_ASSIGNED TASK_.
With all images left out, restate the records below exactly as written.

[Saved entries]
● ● ● ● ●

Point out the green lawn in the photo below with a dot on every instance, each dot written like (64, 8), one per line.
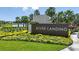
(28, 46)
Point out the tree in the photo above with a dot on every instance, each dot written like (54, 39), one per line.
(69, 16)
(36, 12)
(51, 13)
(60, 17)
(31, 17)
(24, 20)
(18, 20)
(76, 20)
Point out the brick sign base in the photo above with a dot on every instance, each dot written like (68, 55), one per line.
(50, 29)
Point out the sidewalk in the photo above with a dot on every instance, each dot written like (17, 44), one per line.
(75, 45)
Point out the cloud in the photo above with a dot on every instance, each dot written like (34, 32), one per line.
(26, 8)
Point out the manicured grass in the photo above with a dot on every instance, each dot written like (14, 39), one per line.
(28, 46)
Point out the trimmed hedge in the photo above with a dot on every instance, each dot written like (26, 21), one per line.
(39, 38)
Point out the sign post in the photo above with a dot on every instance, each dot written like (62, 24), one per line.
(50, 29)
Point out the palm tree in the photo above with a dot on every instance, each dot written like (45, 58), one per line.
(36, 12)
(51, 13)
(18, 20)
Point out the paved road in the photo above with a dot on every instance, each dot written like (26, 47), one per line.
(75, 45)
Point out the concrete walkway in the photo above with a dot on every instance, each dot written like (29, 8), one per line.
(75, 45)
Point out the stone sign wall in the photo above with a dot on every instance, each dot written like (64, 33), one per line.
(50, 29)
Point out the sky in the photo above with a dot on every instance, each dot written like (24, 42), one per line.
(9, 13)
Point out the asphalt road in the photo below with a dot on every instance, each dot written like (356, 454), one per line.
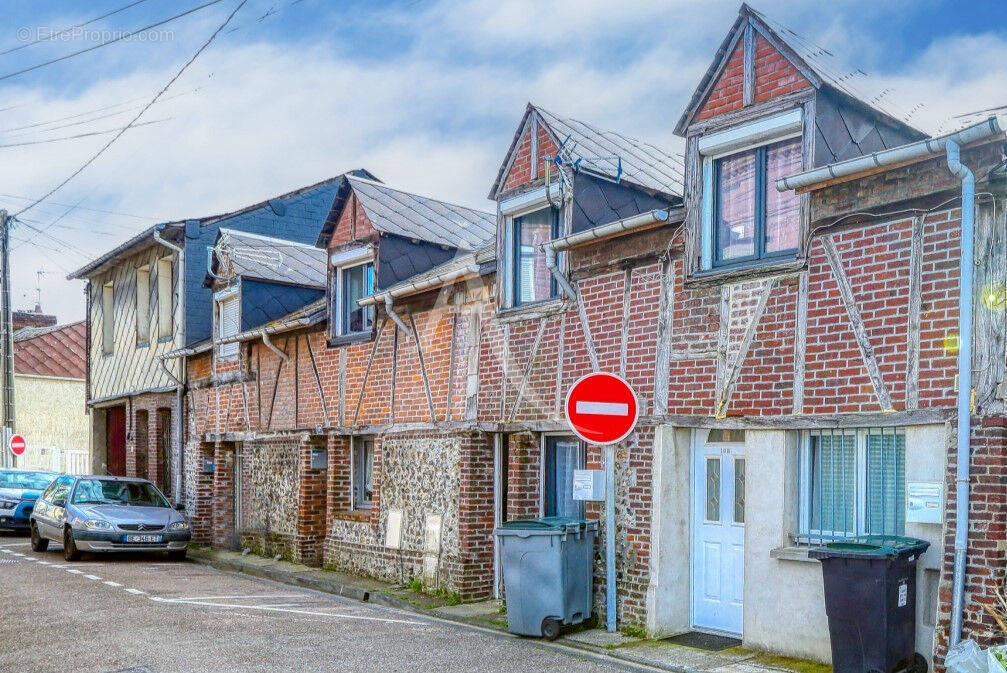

● ● ● ● ●

_ANSWER TO THIS EXERCISE_.
Point out the green lawn in the photo below with a dot on every instance, each dot written like (64, 8), one per line.
(28, 46)
Point out the tree in the photo above with a dot on every instance, each dot written like (54, 39), one per line.
(69, 16)
(36, 12)
(51, 13)
(60, 17)
(31, 17)
(24, 20)
(18, 20)
(76, 20)
Point out the brick sign base in the photo above with a dot on every instance, each dot written like (68, 55), one per line.
(50, 29)
Point out the sidewalk in the photo above with a dot on every instance, each dot written like (17, 44), one per line.
(75, 45)
Point out the cloud in the photo above with a dot on every instance, each dot written like (34, 32), one per line.
(26, 8)
Point out the manicured grass in the photo above with a dot on every instance, each dot written like (14, 39), one per line.
(28, 46)
Point out the trimmed hedge in the photo above with a dot on every instance, each dot written like (26, 21), one per line.
(39, 38)
Point out the sign post in the photo above with a dot on every instance, each dot written like (62, 24), one per line.
(50, 29)
Point out the palm tree in the photo above with a dot on every instance, each dot written like (45, 58), one per line.
(36, 12)
(51, 13)
(18, 20)
Point out the paved road in the photo above with a dot on every instance, each dot written like (26, 47), one per line.
(75, 45)
Point out the concrete walkway in the photo above with a dot on every instance, each dot written like (29, 8), one per line.
(75, 45)
Point out the stone sign wall in the photo above with a dot on every instance, each dot written like (64, 33), one per line.
(50, 29)
Point out the sky in the photo above with a dot on every instance, each dot written like (24, 42), one per line.
(9, 13)
Point out the asphalt road in the photo below with a dot on every instance, each dot written like (356, 454), one per line.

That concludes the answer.